(INPUT DATA)

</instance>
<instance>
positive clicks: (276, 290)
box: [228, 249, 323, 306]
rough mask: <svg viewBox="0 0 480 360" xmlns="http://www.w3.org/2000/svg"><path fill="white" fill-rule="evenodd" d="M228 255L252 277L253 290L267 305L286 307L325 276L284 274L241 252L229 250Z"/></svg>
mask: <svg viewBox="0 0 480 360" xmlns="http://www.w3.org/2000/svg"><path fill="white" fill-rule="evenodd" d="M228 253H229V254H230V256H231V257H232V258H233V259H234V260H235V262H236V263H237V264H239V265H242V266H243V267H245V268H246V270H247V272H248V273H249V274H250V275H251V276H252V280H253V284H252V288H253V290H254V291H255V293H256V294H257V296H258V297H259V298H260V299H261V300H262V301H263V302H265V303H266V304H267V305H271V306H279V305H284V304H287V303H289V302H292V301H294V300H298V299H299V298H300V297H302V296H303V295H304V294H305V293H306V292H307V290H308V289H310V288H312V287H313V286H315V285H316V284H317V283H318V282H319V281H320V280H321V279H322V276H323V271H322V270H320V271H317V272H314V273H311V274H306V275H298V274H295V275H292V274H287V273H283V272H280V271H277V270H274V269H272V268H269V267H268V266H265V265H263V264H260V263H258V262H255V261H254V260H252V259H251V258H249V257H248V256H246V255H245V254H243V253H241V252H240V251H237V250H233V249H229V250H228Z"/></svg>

(End INPUT DATA)

BRIEF ▸ Write out the lines above, starting at the line that contains "box: [228, 249, 323, 306]" and ending with the final line, and nothing else; copy them exactly.

RESULT OF THE TASK ▸
box: [228, 249, 323, 306]
rough mask: <svg viewBox="0 0 480 360" xmlns="http://www.w3.org/2000/svg"><path fill="white" fill-rule="evenodd" d="M228 255L252 277L253 290L267 305L286 307L325 276L284 274L241 252L229 250Z"/></svg>
mask: <svg viewBox="0 0 480 360" xmlns="http://www.w3.org/2000/svg"><path fill="white" fill-rule="evenodd" d="M228 253H229V254H230V256H231V257H232V258H233V259H234V260H235V262H236V263H237V264H239V265H242V266H243V267H245V268H246V270H247V272H248V273H249V274H250V275H251V276H252V280H253V284H252V288H253V290H254V291H255V293H256V294H257V296H258V297H259V298H260V299H261V300H262V301H263V302H265V303H266V304H267V305H271V306H279V305H284V304H287V303H289V302H292V301H294V300H298V299H299V298H300V297H302V296H303V295H304V294H305V293H306V292H307V290H308V289H310V288H312V287H313V286H315V285H316V284H317V283H318V282H319V281H320V280H321V279H322V276H323V271H322V270H320V271H317V272H314V273H311V274H306V275H298V274H295V275H292V274H287V273H283V272H280V271H277V270H274V269H272V268H269V267H268V266H265V265H263V264H260V263H258V262H255V261H254V260H252V259H251V258H249V257H248V256H246V255H245V254H243V253H241V252H240V251H237V250H233V249H229V250H228Z"/></svg>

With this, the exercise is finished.